- _Problem requirements_
Carry the plot summary of the 1926 film The Whole Town's Talking forward from its last sentence.

## BEGIN Supplied passage

1926 film by Edward Laemmle

The Whole Town's Talking is a 1926 American silent romantic comedy film directed by Edward Laemmle and starring Edward Everett Horton, Virginia Lee Corbin, and Trixie Friganza. It is based on a play by Anita Loos and John Emerson, which in turn is based on a play by Franz Arnold and Ernst Bach.

==Plot==
As described in a film magazine, war veteran Chester Binney incorrectly believes he is carrying a silver plate in his skull and must avoid all excitement and exertion, returns to his home town where he is feted by his old employer George Simmons, a big butter and egg magnate who hopes to strike up a match between his daughter Ethel and the ex-doughboy, as the latter is heir to a tidy fortune. Chester, however, proves a flop at sex and the haughty girl drops him cold. Simmons decides upon a plan that will add some color to the drab past of the rejected suitor. On the back of a photograph of Rita Renault, a movie star, he pens a love message to Chester and signs Rita's name. Ethel finds out that Chester has been a devil with the women in the past she begins to play for him. Chester confesses that it was all a hoax and that he has never set eyes on Rita, but she becomes the more attracted to him when she believes him to be an accomplished liar.

Rita arrives in town for a personal appearance, accompanied by her jealous husband Jack Shields, a prize fighter. Simmons, who has lied to his wife as to his whereabouts on the previous night, sees the name Jack Shields on the hotel register and tells her that he is the man with whom he has been transacting business. Mrs. Simmons checks this by calling the hotel. Shields is out, but she is satisfied that he is no myth, and all is peace until Shields enters the hotel lobby and gets the cryptic phone message from the Simmons family. Curiosity takes him to the Simmons mansion, where he is introduced by Donald Mont Allen, a dapper suitor of Ethel's who yearns for the overthrow of Chester. He shows Shields the photograph of Rita. Shields becomes angry and cross-questions Chester.

## END Supplied passage
## BEGIN Provided information

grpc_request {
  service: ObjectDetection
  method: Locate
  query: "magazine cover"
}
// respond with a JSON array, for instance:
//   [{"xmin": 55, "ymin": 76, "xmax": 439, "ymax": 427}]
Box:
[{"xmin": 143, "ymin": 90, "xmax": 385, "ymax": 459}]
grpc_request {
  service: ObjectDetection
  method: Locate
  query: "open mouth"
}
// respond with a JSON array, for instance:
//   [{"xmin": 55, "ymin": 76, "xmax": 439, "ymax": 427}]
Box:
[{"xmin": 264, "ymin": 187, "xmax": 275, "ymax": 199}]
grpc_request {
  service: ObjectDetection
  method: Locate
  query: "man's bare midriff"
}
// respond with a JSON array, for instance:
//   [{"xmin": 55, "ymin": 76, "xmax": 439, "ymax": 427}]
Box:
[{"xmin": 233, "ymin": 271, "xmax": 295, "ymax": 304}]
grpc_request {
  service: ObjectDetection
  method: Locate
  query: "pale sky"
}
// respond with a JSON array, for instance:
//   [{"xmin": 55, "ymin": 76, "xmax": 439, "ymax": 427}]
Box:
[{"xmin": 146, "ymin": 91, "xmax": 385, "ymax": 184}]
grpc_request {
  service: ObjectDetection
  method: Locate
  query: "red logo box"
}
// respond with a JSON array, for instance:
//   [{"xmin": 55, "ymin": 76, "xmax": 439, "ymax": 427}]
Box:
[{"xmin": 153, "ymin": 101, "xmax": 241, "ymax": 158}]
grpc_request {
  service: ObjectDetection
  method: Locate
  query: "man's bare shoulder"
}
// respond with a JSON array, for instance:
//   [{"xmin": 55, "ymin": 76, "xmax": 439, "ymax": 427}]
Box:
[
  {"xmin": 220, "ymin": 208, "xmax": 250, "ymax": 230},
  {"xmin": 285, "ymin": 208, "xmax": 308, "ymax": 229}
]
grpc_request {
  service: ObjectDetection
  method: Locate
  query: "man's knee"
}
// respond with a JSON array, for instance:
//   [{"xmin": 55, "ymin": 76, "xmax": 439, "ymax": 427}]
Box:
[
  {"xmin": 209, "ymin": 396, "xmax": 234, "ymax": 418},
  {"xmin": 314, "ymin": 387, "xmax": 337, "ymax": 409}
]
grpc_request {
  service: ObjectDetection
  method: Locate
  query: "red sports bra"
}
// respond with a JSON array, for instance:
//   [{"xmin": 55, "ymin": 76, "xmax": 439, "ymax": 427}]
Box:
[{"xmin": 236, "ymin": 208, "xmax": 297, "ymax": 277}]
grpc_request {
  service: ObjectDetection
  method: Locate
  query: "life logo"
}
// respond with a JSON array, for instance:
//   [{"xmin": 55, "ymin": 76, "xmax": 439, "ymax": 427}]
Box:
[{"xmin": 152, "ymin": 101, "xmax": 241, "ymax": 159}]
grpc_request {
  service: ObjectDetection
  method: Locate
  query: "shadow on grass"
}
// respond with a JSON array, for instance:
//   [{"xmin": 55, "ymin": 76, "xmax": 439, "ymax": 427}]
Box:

## END Provided information

- _Response_
Rita, learning of her husband's errand, decides to teach him a lesson. She calls at the Simmons house and embraces Chester, covering him with kisses. A running fight follows between Shields and Chester, the latter trying to hide for fear the excitement will kill him. Mrs. Simmons calls a cop, who bangs at a locked door behind which Shields, Chester, and Mont Allen are engaged in a scuffle in the dark. Chester is hiding under the table while Shields and Mont Allen, each believing the other to be the hated Chester, batter themselves to a finish. When the door is broken down, Chester recognizes the cop as an army buddy, who explains to him that he (the cop) is the one who is wearing the silver plate. Hearing this, Chester takes a new lease on life, knocking down his two enemies when they get up from the floor. The two men slink off while he roughly holds the haughty Ethel, who gladly submits to his cave man embraces.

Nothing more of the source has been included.